Exercise task —
Extract every line of the records containing the string "tray", matching case exactly, and copy each line as it appears.

Records shown —
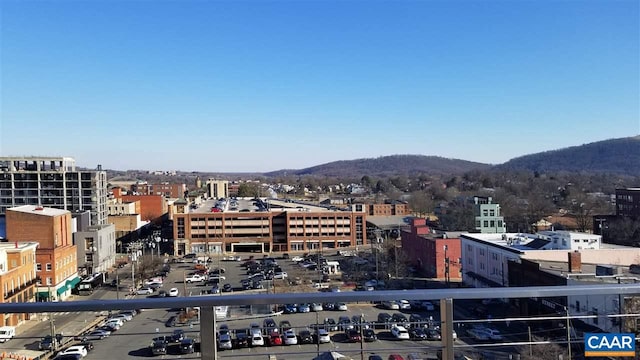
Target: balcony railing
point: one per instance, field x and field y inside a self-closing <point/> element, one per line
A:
<point x="447" y="298"/>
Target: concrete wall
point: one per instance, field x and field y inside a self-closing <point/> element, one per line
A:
<point x="624" y="257"/>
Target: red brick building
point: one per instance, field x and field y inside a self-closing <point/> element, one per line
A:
<point x="152" y="207"/>
<point x="432" y="252"/>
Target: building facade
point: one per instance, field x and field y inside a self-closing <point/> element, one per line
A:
<point x="436" y="255"/>
<point x="217" y="188"/>
<point x="56" y="256"/>
<point x="267" y="231"/>
<point x="17" y="277"/>
<point x="53" y="182"/>
<point x="96" y="248"/>
<point x="628" y="203"/>
<point x="488" y="217"/>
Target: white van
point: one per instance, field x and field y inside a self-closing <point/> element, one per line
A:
<point x="7" y="333"/>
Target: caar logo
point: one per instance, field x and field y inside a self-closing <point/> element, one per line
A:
<point x="609" y="344"/>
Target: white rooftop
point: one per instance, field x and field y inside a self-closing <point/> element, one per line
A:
<point x="39" y="210"/>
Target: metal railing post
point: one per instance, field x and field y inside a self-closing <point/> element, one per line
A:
<point x="446" y="326"/>
<point x="208" y="333"/>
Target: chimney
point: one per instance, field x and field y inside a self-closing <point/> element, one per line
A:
<point x="575" y="262"/>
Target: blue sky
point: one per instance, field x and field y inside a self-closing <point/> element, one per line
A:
<point x="264" y="85"/>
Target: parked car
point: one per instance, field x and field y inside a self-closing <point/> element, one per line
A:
<point x="330" y="324"/>
<point x="171" y="321"/>
<point x="417" y="333"/>
<point x="144" y="291"/>
<point x="284" y="325"/>
<point x="345" y="323"/>
<point x="76" y="349"/>
<point x="305" y="337"/>
<point x="322" y="336"/>
<point x="47" y="342"/>
<point x="353" y="335"/>
<point x="275" y="339"/>
<point x="242" y="339"/>
<point x="187" y="346"/>
<point x="391" y="305"/>
<point x="368" y="335"/>
<point x="177" y="335"/>
<point x="224" y="342"/>
<point x="384" y="321"/>
<point x="194" y="278"/>
<point x="96" y="335"/>
<point x="399" y="332"/>
<point x="158" y="347"/>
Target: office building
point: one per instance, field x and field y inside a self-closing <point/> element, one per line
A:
<point x="54" y="182"/>
<point x="56" y="255"/>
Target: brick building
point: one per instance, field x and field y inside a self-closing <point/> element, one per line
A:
<point x="56" y="256"/>
<point x="152" y="207"/>
<point x="17" y="277"/>
<point x="437" y="255"/>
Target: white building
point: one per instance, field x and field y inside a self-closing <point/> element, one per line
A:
<point x="485" y="256"/>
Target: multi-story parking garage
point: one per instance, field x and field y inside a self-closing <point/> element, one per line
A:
<point x="279" y="227"/>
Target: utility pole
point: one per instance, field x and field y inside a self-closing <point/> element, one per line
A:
<point x="568" y="331"/>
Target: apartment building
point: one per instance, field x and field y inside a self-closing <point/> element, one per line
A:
<point x="163" y="189"/>
<point x="391" y="209"/>
<point x="96" y="247"/>
<point x="628" y="203"/>
<point x="56" y="255"/>
<point x="150" y="207"/>
<point x="280" y="230"/>
<point x="436" y="254"/>
<point x="17" y="277"/>
<point x="54" y="182"/>
<point x="488" y="217"/>
<point x="217" y="188"/>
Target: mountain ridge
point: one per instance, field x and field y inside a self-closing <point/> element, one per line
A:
<point x="618" y="156"/>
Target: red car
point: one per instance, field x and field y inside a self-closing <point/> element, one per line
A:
<point x="275" y="339"/>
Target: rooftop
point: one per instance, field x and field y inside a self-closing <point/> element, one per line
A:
<point x="39" y="210"/>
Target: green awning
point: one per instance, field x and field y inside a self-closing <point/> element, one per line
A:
<point x="73" y="282"/>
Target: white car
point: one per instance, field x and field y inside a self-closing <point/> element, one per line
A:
<point x="323" y="336"/>
<point x="399" y="332"/>
<point x="72" y="350"/>
<point x="194" y="278"/>
<point x="115" y="321"/>
<point x="404" y="305"/>
<point x="290" y="338"/>
<point x="144" y="291"/>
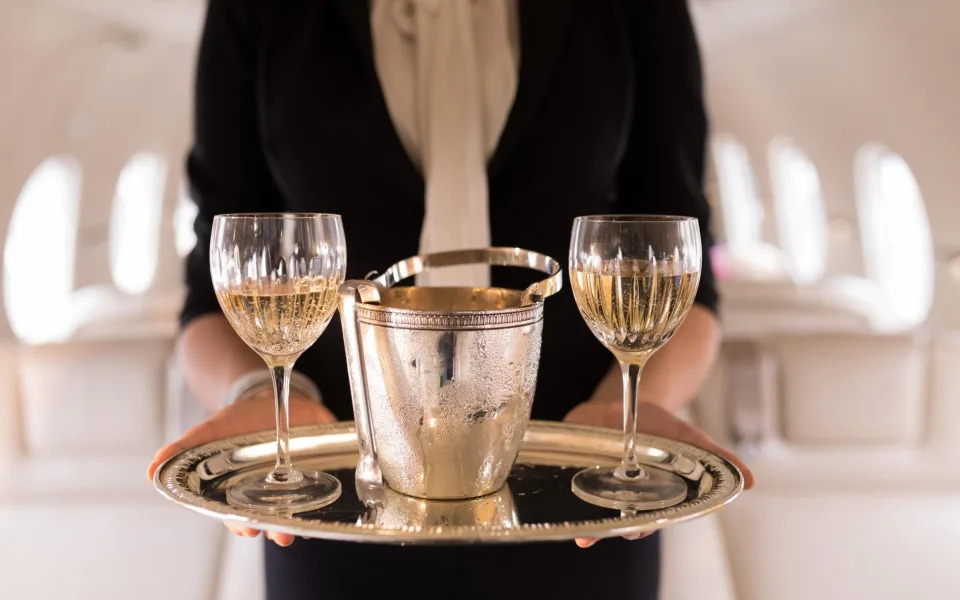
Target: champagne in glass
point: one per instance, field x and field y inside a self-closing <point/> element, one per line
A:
<point x="276" y="276"/>
<point x="634" y="278"/>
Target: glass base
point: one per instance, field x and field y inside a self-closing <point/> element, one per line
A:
<point x="653" y="489"/>
<point x="315" y="489"/>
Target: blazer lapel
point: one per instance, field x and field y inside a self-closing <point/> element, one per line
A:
<point x="544" y="25"/>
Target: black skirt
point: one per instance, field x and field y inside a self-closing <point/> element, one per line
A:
<point x="321" y="570"/>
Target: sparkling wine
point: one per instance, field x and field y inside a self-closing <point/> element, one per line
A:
<point x="281" y="319"/>
<point x="634" y="306"/>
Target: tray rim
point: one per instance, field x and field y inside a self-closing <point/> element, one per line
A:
<point x="170" y="481"/>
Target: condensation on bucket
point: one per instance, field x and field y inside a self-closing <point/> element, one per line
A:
<point x="449" y="409"/>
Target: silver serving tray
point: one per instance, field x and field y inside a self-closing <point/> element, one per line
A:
<point x="536" y="505"/>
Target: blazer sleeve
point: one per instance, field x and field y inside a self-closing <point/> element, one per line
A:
<point x="662" y="170"/>
<point x="226" y="166"/>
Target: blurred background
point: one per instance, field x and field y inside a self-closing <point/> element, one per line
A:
<point x="833" y="178"/>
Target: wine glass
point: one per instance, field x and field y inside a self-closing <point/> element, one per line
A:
<point x="634" y="278"/>
<point x="276" y="276"/>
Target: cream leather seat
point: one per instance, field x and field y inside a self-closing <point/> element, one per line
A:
<point x="853" y="439"/>
<point x="81" y="421"/>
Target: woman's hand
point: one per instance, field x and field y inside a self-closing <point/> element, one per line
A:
<point x="252" y="413"/>
<point x="654" y="420"/>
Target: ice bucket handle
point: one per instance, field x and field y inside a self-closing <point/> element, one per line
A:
<point x="502" y="257"/>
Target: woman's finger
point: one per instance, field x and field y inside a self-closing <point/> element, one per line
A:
<point x="281" y="539"/>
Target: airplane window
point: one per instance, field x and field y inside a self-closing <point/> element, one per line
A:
<point x="184" y="237"/>
<point x="801" y="219"/>
<point x="39" y="253"/>
<point x="897" y="242"/>
<point x="135" y="222"/>
<point x="741" y="206"/>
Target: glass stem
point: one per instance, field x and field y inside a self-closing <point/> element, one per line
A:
<point x="283" y="472"/>
<point x="629" y="466"/>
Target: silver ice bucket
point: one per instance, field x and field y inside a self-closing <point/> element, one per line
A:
<point x="443" y="378"/>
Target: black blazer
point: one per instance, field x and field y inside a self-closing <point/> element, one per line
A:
<point x="608" y="117"/>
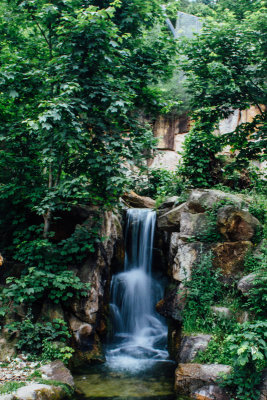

Reply —
Target: tray rim
Target: silver serving tray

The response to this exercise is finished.